# What you will do:
Find the line containing "Target: long brown hair" in the records below. Copy exactly that line and each one after it, ending at the line containing "Target: white desk", and nothing more.

# Supplied records:
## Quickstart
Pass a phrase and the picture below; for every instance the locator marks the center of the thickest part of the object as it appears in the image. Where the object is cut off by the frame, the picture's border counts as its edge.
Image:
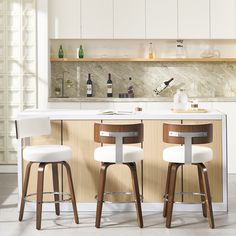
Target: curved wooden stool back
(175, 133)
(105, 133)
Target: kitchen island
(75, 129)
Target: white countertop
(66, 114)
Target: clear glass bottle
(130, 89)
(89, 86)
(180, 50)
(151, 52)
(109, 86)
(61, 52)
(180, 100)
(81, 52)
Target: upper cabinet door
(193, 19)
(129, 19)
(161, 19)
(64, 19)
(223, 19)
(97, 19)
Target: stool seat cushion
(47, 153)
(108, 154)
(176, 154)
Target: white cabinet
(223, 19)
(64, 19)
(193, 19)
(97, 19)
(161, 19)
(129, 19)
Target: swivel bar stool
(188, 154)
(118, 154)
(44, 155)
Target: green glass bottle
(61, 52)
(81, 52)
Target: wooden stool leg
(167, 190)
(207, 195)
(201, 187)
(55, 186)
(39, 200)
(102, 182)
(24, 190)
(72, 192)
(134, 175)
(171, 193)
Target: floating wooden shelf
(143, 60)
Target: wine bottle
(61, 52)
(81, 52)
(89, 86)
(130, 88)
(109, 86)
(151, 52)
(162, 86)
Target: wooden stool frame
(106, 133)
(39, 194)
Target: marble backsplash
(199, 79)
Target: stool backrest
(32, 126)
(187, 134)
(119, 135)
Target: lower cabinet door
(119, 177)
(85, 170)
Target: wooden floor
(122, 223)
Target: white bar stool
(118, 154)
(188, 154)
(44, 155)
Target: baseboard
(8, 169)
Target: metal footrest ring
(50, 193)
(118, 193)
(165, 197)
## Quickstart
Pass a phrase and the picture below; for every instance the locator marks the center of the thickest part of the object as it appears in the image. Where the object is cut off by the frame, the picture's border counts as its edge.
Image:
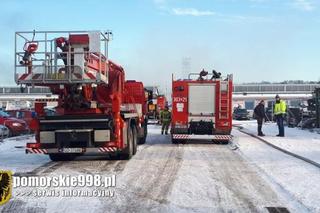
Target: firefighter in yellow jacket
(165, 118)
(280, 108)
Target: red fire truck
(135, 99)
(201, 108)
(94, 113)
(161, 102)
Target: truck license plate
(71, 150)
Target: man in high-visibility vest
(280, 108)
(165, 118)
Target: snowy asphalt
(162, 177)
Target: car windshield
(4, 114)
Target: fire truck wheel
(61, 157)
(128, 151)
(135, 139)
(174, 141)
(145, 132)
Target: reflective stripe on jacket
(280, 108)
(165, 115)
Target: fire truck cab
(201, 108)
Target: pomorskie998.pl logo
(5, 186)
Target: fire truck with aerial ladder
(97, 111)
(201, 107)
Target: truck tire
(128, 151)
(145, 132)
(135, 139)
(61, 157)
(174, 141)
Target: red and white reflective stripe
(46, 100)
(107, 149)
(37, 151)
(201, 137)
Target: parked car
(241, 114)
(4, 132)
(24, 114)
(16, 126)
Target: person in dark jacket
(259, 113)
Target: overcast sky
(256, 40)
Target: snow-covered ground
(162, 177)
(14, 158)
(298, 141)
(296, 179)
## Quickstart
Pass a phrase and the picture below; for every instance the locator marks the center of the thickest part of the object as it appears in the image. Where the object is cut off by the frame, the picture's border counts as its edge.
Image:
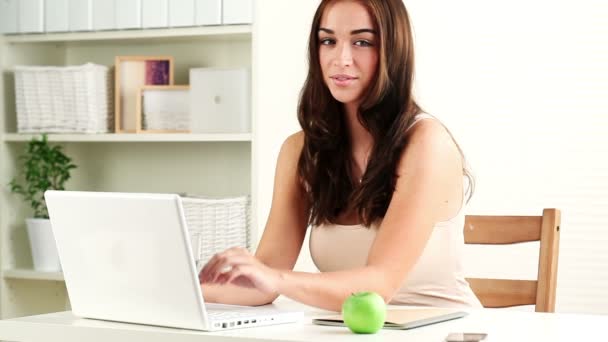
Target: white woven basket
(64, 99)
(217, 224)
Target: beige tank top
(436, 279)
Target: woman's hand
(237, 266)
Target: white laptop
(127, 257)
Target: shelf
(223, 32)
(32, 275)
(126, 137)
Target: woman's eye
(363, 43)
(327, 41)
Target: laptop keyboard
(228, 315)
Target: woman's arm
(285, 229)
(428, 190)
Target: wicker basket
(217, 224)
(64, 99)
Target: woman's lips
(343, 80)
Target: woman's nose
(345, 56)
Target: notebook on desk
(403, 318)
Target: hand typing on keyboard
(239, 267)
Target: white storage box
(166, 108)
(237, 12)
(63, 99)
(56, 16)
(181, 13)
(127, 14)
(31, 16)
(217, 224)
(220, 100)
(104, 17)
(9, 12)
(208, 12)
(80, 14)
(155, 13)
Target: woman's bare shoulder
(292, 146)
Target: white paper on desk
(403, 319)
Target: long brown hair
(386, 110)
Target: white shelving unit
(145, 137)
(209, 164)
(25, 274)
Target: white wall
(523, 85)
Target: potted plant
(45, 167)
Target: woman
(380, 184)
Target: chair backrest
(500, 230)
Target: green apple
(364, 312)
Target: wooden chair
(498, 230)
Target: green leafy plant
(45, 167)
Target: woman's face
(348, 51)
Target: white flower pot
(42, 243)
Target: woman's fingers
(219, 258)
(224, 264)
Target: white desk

---

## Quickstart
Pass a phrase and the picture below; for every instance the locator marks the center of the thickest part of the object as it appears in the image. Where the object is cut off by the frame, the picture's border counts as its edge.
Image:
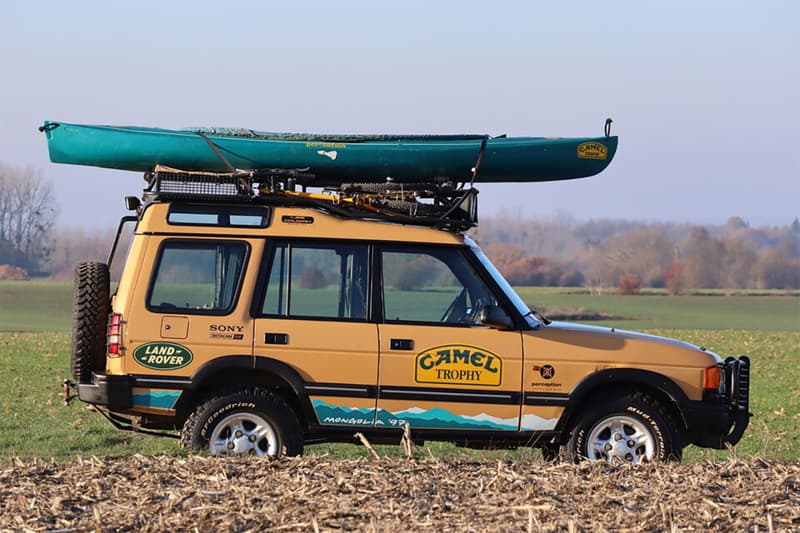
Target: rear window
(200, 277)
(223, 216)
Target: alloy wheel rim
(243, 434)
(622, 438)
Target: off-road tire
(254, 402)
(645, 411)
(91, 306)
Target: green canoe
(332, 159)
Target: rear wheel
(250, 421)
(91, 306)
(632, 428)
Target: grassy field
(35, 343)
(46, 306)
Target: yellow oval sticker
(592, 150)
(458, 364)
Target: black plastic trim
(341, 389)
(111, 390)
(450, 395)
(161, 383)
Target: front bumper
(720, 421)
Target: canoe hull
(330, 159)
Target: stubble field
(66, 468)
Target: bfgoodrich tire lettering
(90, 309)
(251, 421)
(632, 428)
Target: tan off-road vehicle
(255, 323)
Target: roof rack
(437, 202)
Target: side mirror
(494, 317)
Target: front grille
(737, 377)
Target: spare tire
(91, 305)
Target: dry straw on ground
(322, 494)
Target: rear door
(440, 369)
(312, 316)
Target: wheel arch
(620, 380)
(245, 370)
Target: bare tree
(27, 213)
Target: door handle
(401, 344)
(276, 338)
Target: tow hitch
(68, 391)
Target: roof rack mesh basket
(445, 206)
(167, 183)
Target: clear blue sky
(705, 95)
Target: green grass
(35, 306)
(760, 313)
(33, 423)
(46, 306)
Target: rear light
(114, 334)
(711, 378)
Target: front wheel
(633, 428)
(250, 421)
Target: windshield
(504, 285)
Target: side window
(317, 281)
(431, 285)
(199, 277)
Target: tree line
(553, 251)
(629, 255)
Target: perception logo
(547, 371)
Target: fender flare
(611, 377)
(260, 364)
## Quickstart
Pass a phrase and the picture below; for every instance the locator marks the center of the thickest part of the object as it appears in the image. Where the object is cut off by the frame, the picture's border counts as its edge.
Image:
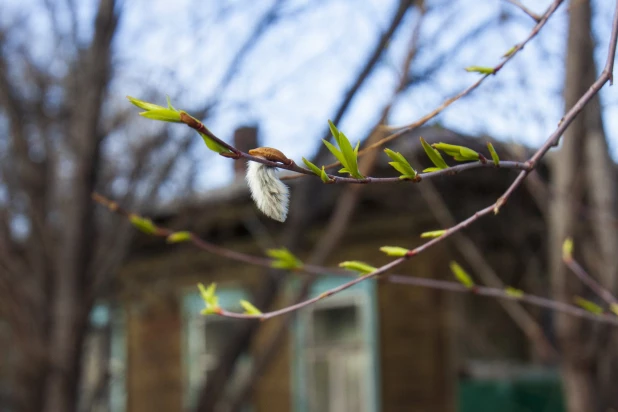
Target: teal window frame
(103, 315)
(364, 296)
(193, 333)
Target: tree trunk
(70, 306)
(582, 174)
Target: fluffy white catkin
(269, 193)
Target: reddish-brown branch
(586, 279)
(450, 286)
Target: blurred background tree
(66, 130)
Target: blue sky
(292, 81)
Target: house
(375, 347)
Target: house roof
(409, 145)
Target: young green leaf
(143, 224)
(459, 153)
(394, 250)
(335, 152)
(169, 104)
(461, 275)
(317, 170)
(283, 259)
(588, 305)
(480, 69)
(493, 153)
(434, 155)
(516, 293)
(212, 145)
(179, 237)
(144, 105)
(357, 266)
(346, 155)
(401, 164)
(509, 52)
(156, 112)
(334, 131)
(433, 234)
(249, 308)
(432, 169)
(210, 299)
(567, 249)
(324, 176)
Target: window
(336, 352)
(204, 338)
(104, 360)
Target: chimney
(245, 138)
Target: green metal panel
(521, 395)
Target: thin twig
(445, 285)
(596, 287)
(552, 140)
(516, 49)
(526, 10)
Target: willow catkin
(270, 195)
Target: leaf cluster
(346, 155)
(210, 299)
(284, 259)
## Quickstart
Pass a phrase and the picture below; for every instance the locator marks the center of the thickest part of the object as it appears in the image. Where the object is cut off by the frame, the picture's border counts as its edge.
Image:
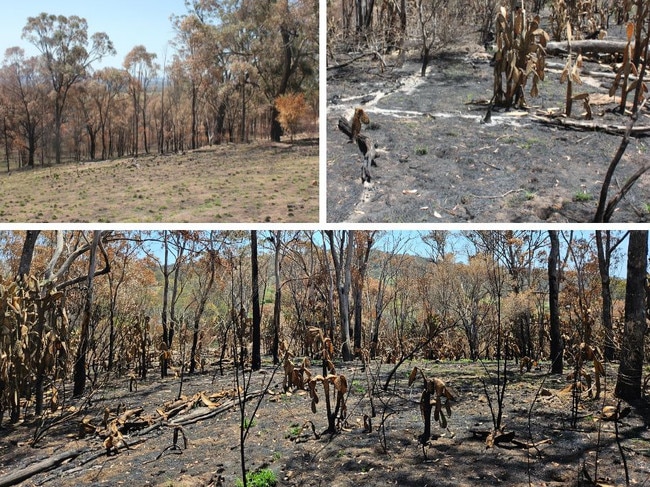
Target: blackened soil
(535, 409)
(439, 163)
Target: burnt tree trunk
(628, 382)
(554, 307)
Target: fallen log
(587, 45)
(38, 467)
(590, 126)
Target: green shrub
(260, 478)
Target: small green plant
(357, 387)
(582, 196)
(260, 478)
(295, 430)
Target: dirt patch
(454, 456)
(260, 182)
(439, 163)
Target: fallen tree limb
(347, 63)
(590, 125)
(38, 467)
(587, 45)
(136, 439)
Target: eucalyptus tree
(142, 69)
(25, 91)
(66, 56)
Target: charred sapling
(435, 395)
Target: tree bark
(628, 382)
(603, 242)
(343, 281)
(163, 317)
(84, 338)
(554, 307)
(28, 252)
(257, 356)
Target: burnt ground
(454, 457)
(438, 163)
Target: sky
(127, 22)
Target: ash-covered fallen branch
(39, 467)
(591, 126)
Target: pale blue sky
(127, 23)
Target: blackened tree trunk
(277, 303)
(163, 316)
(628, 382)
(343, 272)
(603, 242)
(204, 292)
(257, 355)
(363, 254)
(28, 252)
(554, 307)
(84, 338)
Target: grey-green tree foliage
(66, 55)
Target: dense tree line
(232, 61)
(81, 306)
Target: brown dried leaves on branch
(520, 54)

# Finished exercise:
Target: long brown hair
(386, 110)
Target: white shelving unit
(145, 137)
(209, 164)
(25, 274)
Target: white wall
(523, 85)
Target: potted plant
(45, 167)
Target: woman
(380, 184)
Target: chair backrest
(500, 230)
Target: green apple
(364, 312)
Target: wooden chair
(498, 230)
Target: green leafy plant
(45, 167)
Target: woman's face
(348, 51)
Target: white flower pot
(42, 243)
Target: woman's fingers
(219, 258)
(224, 264)
Target: white desk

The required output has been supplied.